Pick the lines holding the string "below" out of the records and copy them.

(Image point grounding data)
******************************

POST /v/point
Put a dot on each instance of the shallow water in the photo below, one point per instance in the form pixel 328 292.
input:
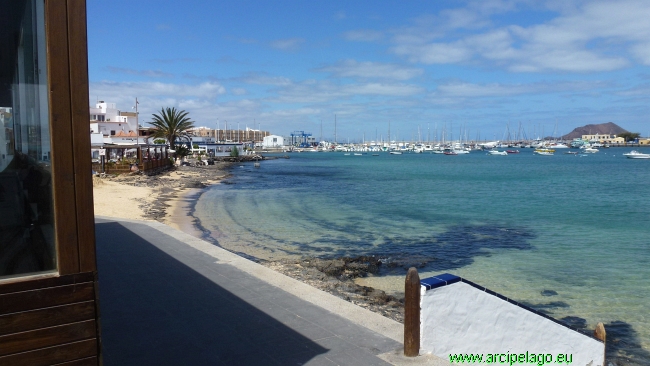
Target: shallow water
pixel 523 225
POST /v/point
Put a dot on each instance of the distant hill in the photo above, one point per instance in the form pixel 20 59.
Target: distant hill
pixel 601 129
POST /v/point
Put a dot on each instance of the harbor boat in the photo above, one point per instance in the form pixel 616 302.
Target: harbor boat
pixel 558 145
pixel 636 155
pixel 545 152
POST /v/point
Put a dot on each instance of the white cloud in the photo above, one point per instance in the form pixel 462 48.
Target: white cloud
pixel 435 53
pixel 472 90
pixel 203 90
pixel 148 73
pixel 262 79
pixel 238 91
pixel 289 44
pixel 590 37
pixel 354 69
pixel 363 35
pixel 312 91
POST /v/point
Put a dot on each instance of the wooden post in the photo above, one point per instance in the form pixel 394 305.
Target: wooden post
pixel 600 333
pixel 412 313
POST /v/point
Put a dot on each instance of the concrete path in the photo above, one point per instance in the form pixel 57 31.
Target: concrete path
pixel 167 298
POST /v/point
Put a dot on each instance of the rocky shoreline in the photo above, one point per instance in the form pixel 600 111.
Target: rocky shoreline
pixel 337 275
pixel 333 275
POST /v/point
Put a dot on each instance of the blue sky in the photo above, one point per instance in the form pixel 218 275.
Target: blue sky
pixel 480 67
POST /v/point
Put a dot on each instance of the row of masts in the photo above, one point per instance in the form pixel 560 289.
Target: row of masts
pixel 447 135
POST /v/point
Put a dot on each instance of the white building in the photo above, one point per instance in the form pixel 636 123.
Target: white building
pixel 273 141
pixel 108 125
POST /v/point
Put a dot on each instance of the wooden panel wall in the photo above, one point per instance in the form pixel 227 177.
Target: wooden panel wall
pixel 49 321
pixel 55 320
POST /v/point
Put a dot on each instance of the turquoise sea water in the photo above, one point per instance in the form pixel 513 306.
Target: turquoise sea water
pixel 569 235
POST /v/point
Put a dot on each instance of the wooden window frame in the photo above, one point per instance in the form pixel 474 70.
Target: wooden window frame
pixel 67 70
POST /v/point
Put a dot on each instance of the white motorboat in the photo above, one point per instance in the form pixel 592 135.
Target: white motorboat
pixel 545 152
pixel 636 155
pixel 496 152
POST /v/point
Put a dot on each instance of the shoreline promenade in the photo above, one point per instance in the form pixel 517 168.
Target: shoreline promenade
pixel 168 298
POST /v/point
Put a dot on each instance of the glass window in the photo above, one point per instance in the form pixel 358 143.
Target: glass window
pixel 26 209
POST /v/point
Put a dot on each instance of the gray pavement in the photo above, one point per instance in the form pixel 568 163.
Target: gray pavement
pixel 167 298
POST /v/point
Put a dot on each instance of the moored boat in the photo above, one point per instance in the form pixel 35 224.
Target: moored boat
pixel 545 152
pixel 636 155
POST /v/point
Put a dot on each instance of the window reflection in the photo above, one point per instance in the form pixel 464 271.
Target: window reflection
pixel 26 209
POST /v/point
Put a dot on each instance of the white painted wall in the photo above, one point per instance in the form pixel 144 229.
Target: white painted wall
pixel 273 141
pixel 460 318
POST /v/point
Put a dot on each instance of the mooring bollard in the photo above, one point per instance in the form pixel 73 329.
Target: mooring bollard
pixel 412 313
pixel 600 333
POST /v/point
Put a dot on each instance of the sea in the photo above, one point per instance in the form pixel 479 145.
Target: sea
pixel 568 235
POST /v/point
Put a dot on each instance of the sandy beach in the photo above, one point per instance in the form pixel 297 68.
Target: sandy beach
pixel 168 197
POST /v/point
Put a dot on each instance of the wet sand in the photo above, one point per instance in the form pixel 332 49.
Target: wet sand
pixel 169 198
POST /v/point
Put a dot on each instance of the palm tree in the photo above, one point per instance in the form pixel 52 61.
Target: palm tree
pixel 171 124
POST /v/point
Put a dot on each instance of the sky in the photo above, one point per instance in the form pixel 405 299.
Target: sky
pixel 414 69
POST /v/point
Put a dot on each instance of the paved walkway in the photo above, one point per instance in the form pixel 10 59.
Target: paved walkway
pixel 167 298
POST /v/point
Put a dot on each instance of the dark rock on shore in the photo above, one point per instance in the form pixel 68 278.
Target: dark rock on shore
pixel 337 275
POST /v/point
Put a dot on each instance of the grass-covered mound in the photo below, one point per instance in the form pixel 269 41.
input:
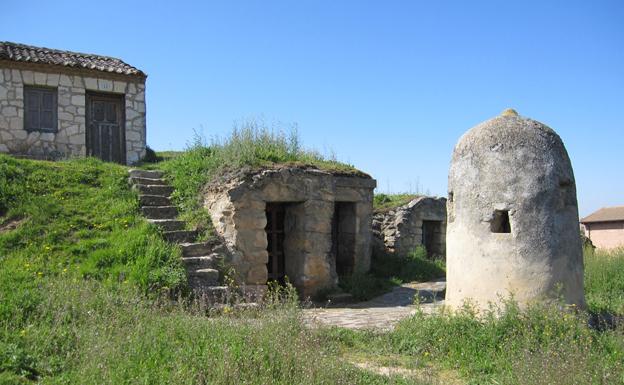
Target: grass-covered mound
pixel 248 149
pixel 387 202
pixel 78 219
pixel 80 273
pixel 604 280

******************************

** TASK RESULT **
Put a dot on each instance of the shallow water in the photo below, one point per instance in the form pixel 328 292.
Put a dot on each instance of the grass-covered mound in the photo below, one point per instance in the form pixel 269 41.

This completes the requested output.